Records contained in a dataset
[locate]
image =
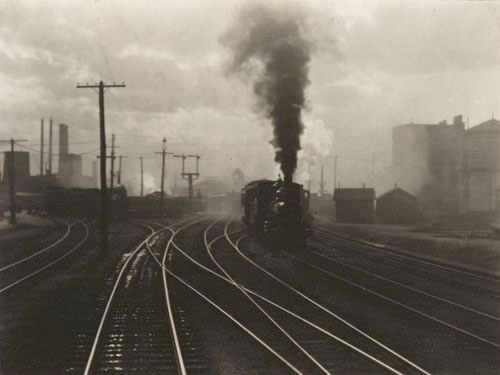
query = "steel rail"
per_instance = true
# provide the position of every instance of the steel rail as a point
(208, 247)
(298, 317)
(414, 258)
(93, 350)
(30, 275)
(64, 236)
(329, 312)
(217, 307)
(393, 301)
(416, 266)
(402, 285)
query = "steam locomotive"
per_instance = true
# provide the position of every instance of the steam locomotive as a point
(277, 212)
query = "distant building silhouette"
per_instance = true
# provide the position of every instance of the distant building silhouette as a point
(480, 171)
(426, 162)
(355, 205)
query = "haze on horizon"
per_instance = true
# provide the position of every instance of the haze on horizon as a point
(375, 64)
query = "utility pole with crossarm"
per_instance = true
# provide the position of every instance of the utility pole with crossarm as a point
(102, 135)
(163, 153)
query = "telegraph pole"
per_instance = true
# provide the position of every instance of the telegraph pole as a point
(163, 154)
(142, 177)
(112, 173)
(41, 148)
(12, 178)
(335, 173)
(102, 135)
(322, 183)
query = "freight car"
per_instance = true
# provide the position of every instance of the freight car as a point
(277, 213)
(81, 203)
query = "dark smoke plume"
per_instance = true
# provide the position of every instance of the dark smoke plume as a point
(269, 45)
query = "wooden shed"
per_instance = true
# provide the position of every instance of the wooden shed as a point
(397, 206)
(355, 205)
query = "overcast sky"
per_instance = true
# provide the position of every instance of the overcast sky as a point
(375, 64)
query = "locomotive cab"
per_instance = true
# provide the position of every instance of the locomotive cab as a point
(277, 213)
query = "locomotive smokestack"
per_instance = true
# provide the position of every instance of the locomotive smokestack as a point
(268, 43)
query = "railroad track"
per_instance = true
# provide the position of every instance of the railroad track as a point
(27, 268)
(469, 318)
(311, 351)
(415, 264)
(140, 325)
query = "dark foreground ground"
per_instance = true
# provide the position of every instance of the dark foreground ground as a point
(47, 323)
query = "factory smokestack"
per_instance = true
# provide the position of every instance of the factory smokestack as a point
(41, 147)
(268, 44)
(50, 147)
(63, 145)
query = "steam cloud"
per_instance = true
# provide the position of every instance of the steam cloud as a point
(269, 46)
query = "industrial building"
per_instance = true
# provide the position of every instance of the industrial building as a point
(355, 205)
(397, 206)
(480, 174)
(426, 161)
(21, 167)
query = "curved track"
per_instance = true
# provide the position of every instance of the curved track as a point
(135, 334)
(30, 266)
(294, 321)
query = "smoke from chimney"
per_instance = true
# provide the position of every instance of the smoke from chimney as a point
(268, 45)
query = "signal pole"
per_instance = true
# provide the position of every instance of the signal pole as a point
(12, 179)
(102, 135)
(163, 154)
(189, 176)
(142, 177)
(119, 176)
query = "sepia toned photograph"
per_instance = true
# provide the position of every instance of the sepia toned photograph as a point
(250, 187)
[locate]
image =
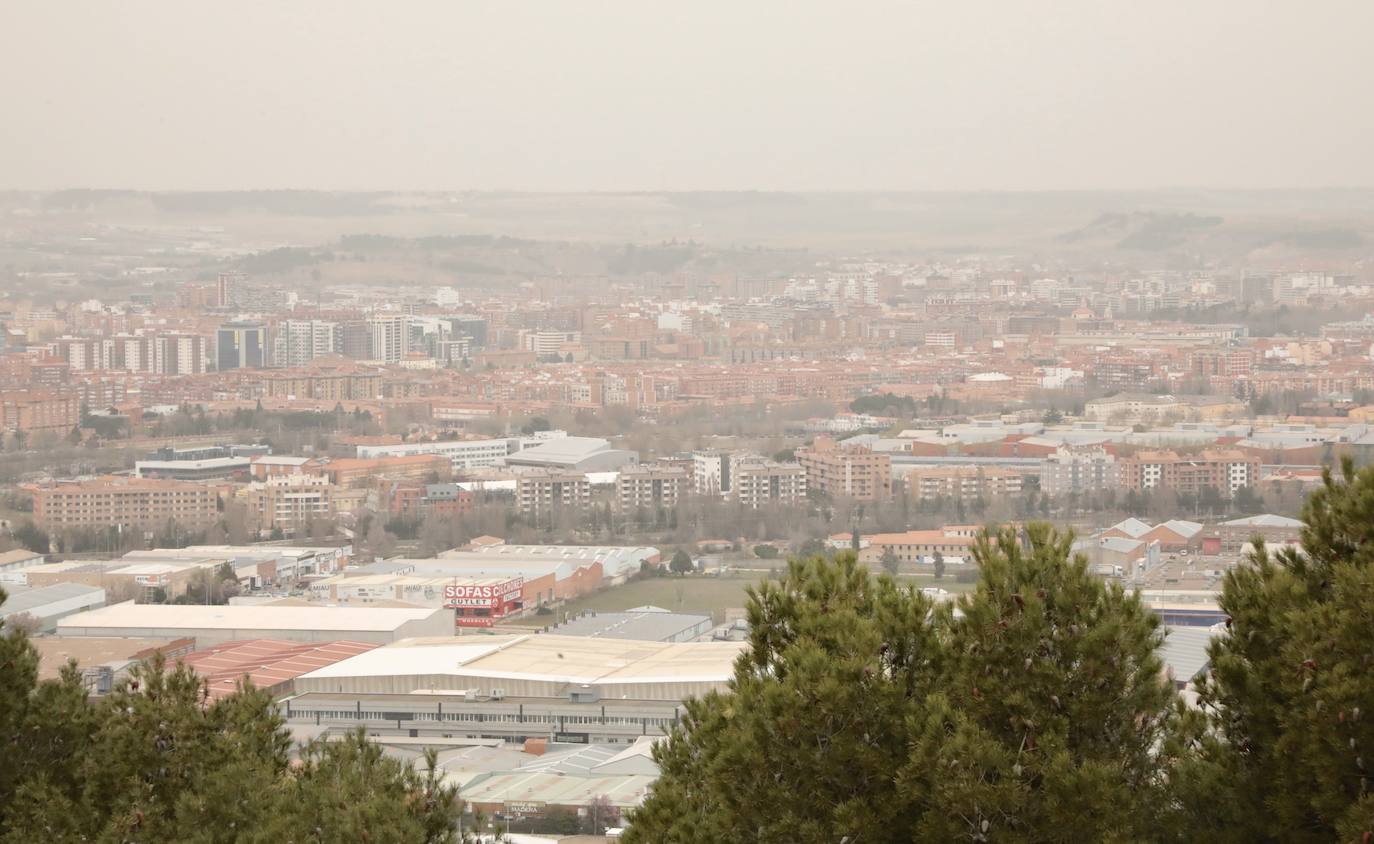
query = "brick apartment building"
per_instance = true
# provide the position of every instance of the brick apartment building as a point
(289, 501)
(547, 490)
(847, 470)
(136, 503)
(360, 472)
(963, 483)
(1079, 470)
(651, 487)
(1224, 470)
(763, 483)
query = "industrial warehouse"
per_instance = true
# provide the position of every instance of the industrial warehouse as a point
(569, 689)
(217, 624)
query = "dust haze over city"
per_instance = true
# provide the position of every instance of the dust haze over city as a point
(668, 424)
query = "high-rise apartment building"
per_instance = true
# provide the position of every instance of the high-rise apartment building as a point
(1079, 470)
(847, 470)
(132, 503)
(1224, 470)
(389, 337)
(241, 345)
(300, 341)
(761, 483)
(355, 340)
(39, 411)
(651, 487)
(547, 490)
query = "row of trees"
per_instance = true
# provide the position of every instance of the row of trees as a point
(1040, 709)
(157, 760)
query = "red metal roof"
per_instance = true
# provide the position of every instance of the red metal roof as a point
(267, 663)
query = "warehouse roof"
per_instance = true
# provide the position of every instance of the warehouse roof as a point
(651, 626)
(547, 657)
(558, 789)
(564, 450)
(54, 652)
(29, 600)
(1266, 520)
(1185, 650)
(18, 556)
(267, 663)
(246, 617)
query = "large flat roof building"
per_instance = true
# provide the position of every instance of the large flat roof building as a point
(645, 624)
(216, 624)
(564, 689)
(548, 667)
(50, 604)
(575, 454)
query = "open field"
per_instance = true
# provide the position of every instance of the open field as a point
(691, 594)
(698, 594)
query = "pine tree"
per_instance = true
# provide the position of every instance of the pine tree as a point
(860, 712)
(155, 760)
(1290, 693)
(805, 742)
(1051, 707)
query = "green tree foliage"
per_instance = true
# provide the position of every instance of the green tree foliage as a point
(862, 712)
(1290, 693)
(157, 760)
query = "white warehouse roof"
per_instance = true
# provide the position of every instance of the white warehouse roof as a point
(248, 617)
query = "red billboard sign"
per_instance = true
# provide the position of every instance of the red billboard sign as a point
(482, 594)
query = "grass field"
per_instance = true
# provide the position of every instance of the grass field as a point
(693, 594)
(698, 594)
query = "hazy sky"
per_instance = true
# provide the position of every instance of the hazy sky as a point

What this task involves
Make an exact copy of the data above, pictures excluded.

Solution to the exercise
[locate]
image =
query = "steel rail"
per_instance = true
# provide the position of every instance of the steel rail as a point
(208, 247)
(298, 317)
(414, 258)
(93, 350)
(30, 275)
(64, 236)
(329, 312)
(217, 307)
(393, 301)
(416, 266)
(402, 285)
query = "steam locomotive"
per_instance = true
# provide the position of every instance of the steam locomotive as a point
(277, 212)
query = "distant building silhouette"
per_instance = true
# provide the position of every instance of the distant building silhouette as a point
(480, 171)
(426, 162)
(355, 205)
query = "haze on horizon"
per_instance = true
# provide the position of every instance of the haze on horizon as a point
(375, 64)
query = "utility pole with crossarm"
per_instance = true
# provide the position of every instance of the utility pole with crossarm as a point
(102, 135)
(163, 153)
query = "telegraph pole"
per_instance = true
# provide the position of every instance of the telegraph pole as a point
(163, 154)
(142, 177)
(112, 173)
(41, 148)
(12, 178)
(335, 173)
(102, 135)
(322, 183)
query = "freight car"
per_instance = true
# provide the position of every instance of the freight car as a point
(277, 213)
(81, 203)
query = "dark smoke plume"
per_instance = true
# provide the position of every instance of the dark smoke plume as a point
(269, 45)
query = "wooden shed"
per_instance = true
# provide the position of every instance of the wooden shed as a point
(397, 206)
(355, 205)
query = "overcast sky"
per_instance = true
# provide the position of every instance of the overcast sky as a point
(375, 64)
query = "locomotive cab"
per_instance = true
# provide the position of every instance of the locomotive cab as a point
(277, 213)
query = "locomotive smokestack"
per_instance = true
# provide the position of every instance of the locomotive smokestack as a point
(268, 43)
query = "railroad track"
per_instance = true
# provide the position of every instance of the railroad track as a point
(27, 268)
(469, 318)
(311, 351)
(415, 264)
(140, 325)
query = "dark foreground ground"
per_instance = true
# provide the position of every instance of the dark foreground ground as a point
(47, 323)
query = "factory smokestack"
per_instance = true
# provide the position of every instance of the factory smokestack as a point
(41, 147)
(268, 44)
(50, 147)
(63, 145)
query = "steam cloud"
per_instance = true
# provide the position of every instance of the steam cloud as a point
(269, 46)
query = "industrial building"
per_instance = true
# provide the position of every instance of the industrial building as a point
(355, 205)
(397, 206)
(480, 174)
(426, 161)
(21, 167)
query = "curved track"
per_instance = true
# provide the position of every instance of the curved track as a point
(135, 334)
(30, 266)
(294, 321)
query = "smoke from chimney"
per_instance = true
# provide the position of every instance of the smoke from chimney as a point
(268, 45)
query = "signal pole"
per_instance = true
# provide the position of every instance of the signal pole as a point
(12, 179)
(102, 135)
(163, 154)
(189, 176)
(142, 177)
(119, 176)
query = "sepia toned photograph"
per_instance = true
# provide the position of every instance of the sepia toned photograph as a point
(250, 187)
[locate]
image =
query = "brick apartment building"
per_instance = true
# provide the position of every instance of the brick apartment building as a point
(289, 501)
(547, 490)
(847, 470)
(136, 503)
(360, 472)
(963, 483)
(1079, 470)
(651, 487)
(1224, 470)
(763, 483)
query = "industrial warehouse"
per_instance = true
# provide the position of every instance of the industrial warehouse as a point
(569, 689)
(217, 624)
query = "dust haze over city"
per_instance = true
# provide the position of every instance of the dust haze over city as a point
(668, 424)
query = "high-rise apartment building"
per_instance = true
# provide the position of every instance of the high-rise apartment building as a point
(1079, 470)
(847, 470)
(132, 503)
(1224, 470)
(389, 337)
(241, 345)
(300, 341)
(761, 483)
(355, 340)
(39, 411)
(651, 487)
(547, 490)
query = "row of trees"
per_instance = true
# provide the position of every instance of the row of trees as a point
(1040, 709)
(157, 760)
query = "red metal roof"
per_instance = true
# provide the position of every instance of the red metal roof as a point
(267, 663)
query = "warehouse roof"
per_instance = true
# provide the position of every instance of the warehouse roof as a point
(651, 626)
(547, 657)
(558, 789)
(564, 450)
(54, 652)
(29, 600)
(1266, 520)
(1185, 650)
(18, 556)
(267, 663)
(246, 617)
query = "large flat roof building"
per_instance = true
# provide the position of every instance of the large flat roof building as a point
(645, 624)
(216, 624)
(564, 689)
(548, 667)
(50, 604)
(575, 454)
query = "open field"
per_instance = true
# provide the position of every instance of the open field as a point
(691, 594)
(698, 594)
query = "pine tree"
per_instance = true
# provide the position of every instance of the pine tree as a point
(860, 712)
(155, 760)
(1290, 693)
(805, 742)
(1051, 707)
query = "green tree foliage"
per_instance = true
# provide the position of every instance of the green tree foliage as a point
(862, 712)
(1290, 693)
(157, 760)
query = "white warehouse roof"
per_instance = true
# provide the position of every instance of the white warehouse roof as a point
(248, 617)
query = "red billboard sign"
per_instance = true
# provide the position of every instance of the red billboard sign as a point
(482, 594)
query = "grass field"
per_instance = true
# provide the position of every instance of the grass field as a point
(693, 594)
(698, 594)
query = "hazy sky"
per_instance = true
# provide the position of every instance of the hazy sky as a point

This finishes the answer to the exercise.